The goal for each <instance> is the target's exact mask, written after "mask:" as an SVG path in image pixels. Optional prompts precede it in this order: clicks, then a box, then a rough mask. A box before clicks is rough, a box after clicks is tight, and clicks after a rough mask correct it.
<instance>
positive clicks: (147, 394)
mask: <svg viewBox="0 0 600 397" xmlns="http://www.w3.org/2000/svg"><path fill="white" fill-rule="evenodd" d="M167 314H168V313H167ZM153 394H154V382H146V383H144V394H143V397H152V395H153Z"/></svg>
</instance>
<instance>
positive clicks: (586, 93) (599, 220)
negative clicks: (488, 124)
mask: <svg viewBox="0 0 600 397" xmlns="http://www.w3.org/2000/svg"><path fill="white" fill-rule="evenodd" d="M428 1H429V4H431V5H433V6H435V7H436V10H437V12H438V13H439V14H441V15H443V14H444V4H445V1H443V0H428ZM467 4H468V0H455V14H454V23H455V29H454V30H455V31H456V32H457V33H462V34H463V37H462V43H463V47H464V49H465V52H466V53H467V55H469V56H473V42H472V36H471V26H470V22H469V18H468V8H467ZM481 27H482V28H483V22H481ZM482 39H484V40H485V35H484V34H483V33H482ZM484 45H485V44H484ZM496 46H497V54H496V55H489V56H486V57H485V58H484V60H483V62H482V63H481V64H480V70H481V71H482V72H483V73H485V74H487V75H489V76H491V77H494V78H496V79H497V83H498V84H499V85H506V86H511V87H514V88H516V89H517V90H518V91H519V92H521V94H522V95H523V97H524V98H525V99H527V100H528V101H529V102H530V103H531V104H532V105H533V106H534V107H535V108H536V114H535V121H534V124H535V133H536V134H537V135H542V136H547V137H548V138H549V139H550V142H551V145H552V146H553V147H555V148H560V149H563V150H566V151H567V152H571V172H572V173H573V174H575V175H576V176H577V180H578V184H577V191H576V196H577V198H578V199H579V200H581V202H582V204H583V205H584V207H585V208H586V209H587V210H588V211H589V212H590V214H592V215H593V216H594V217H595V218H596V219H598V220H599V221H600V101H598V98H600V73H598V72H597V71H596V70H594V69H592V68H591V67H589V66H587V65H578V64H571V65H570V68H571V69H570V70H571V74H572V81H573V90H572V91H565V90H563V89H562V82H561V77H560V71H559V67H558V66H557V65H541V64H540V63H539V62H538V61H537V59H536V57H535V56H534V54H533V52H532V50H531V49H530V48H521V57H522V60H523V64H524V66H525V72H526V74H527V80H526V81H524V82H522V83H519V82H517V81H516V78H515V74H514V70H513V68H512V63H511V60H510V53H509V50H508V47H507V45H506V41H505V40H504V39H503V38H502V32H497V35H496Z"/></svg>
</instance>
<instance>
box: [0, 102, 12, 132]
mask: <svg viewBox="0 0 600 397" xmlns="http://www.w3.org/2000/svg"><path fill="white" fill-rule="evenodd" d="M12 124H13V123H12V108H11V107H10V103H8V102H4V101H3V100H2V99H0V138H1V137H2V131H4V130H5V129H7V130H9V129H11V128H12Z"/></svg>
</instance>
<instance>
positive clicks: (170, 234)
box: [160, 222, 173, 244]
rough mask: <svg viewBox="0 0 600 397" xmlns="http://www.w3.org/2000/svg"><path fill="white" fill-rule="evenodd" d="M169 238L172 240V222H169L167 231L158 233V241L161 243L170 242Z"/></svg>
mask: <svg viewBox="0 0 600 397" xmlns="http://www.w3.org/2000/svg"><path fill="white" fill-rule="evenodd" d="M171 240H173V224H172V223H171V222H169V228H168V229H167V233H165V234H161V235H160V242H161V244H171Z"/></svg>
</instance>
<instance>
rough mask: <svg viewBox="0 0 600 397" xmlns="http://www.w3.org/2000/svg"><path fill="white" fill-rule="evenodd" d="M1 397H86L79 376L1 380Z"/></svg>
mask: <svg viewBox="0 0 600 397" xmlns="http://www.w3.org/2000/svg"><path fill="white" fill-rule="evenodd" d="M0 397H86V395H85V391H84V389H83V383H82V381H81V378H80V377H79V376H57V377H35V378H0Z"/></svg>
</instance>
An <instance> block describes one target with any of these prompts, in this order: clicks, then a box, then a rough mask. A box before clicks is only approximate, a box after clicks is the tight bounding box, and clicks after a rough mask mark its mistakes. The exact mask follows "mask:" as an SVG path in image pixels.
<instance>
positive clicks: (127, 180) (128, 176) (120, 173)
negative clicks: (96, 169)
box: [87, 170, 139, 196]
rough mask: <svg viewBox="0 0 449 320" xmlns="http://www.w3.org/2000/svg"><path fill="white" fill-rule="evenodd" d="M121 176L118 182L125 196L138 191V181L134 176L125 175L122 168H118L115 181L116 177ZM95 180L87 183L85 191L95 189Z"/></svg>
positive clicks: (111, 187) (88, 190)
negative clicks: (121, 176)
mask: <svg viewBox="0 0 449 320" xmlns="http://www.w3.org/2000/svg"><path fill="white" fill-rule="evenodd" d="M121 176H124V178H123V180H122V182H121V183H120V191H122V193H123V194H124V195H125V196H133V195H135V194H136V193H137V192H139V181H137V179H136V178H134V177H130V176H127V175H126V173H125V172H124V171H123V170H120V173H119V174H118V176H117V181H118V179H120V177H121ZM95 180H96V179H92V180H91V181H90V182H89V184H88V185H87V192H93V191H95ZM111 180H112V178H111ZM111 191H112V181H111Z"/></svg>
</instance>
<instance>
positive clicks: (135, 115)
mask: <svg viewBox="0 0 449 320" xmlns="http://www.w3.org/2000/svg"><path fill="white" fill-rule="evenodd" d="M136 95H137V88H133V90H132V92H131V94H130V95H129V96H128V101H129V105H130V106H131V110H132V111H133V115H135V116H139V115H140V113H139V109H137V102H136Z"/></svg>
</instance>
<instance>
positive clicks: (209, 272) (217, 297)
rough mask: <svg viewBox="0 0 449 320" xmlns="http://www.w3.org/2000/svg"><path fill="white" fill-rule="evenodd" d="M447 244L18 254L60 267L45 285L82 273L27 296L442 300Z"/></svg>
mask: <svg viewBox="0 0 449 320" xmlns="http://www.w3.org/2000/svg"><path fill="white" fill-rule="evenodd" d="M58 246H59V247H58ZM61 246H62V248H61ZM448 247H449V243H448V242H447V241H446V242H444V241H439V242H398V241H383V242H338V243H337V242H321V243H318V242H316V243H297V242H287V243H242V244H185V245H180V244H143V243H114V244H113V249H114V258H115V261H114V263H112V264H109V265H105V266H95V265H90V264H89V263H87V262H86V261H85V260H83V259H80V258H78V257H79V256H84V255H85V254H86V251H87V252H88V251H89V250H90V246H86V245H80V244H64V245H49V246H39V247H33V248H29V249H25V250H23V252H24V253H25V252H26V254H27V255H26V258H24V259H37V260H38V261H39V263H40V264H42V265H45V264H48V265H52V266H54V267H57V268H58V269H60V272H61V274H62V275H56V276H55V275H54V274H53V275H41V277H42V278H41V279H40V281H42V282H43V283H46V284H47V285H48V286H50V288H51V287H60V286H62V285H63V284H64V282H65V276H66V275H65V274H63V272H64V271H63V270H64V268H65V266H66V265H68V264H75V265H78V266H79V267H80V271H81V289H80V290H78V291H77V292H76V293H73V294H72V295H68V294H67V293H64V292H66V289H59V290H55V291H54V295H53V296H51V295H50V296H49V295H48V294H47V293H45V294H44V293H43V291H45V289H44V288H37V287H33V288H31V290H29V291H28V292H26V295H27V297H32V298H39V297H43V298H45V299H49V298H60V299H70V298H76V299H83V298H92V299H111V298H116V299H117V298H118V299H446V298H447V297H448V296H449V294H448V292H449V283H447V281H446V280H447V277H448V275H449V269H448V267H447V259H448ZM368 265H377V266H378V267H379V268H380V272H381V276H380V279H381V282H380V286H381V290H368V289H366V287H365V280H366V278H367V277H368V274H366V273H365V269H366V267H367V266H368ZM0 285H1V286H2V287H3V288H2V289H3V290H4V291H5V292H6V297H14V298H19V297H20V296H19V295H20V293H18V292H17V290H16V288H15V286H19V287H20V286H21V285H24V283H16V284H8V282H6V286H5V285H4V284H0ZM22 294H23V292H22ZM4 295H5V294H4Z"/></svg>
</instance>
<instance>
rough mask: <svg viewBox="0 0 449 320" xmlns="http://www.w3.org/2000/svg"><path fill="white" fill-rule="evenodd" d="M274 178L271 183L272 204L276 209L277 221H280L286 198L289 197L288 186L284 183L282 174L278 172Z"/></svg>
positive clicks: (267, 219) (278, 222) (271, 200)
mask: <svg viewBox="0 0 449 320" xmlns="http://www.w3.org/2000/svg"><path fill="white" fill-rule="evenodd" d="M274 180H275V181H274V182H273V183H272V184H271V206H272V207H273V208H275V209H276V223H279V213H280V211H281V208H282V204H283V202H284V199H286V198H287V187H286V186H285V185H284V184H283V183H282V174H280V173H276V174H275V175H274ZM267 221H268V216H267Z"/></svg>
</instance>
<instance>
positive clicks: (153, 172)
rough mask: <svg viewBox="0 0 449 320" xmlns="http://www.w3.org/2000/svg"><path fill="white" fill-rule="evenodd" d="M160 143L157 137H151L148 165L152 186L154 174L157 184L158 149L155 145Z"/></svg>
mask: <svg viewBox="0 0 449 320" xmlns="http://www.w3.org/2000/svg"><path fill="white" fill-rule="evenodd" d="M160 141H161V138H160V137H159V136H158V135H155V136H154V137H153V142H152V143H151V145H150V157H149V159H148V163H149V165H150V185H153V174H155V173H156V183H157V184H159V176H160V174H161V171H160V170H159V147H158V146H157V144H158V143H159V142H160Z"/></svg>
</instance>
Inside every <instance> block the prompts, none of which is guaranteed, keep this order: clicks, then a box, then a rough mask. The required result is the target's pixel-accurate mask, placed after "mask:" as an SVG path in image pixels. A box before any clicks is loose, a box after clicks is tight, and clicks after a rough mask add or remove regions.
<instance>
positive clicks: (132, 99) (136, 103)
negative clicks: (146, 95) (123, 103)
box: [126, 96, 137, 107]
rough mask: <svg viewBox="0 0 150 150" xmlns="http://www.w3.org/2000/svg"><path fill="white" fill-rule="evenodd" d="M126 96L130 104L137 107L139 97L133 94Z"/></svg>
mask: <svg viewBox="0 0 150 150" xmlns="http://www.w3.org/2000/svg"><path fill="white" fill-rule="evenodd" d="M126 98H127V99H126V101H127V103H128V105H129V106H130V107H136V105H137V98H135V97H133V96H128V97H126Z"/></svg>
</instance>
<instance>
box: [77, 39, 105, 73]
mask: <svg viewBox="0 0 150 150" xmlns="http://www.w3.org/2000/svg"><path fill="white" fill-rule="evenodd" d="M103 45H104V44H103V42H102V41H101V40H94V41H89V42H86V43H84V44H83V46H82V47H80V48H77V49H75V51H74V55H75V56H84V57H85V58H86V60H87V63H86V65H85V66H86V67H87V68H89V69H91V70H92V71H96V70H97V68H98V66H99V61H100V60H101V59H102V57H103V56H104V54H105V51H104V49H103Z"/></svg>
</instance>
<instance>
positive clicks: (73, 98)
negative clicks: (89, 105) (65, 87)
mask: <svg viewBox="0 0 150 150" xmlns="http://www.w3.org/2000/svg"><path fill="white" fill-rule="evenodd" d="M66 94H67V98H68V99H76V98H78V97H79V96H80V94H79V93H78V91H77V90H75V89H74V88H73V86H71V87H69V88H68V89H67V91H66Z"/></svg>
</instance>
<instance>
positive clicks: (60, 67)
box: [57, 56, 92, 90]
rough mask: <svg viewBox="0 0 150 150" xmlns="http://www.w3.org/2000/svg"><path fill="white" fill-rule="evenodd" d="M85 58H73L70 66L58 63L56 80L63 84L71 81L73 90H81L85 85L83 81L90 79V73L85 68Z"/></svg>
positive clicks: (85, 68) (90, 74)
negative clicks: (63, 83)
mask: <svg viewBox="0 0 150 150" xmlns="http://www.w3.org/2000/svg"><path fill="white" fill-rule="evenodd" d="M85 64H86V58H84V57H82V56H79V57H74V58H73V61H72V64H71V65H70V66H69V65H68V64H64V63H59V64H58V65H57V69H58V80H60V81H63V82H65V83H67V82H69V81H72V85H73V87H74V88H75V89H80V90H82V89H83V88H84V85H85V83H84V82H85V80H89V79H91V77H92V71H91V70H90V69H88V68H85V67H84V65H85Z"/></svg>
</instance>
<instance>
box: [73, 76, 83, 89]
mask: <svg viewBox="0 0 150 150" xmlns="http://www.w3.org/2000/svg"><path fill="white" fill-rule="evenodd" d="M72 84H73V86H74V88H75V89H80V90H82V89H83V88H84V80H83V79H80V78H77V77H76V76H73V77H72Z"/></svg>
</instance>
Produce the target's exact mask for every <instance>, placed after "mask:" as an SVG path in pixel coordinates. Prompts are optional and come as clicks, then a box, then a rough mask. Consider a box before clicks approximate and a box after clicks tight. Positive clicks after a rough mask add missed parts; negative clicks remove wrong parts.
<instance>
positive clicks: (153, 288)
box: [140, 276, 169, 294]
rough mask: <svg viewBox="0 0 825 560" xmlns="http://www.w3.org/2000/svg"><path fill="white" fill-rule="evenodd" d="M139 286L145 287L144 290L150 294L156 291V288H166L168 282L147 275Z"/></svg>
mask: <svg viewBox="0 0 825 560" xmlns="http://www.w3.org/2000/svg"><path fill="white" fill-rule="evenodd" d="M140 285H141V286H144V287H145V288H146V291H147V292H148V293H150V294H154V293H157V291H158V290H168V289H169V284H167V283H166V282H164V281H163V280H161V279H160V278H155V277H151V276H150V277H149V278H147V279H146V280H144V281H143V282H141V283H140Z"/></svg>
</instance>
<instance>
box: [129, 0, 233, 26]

_ _ _ _ _

● What needs to be done
Set down each line of the material verbatim, from the first line through the line that contains "positive clicks: (586, 93) (599, 220)".

● Task result
The goal for each <instance> is the target's exact mask, written after "mask:" as an SVG path in image pixels. Optional prompts precede it in this order: clicks, then a box, then a rough mask. A box before clicks is rough, a box after clicks is tight, and clicks after a rough mask correct it.
<instance>
positive clicks: (147, 394)
mask: <svg viewBox="0 0 600 397" xmlns="http://www.w3.org/2000/svg"><path fill="white" fill-rule="evenodd" d="M167 314H168V313H167ZM153 394H154V382H146V383H144V394H143V397H152V395H153Z"/></svg>
</instance>
<instance>
positive clicks: (586, 93) (599, 220)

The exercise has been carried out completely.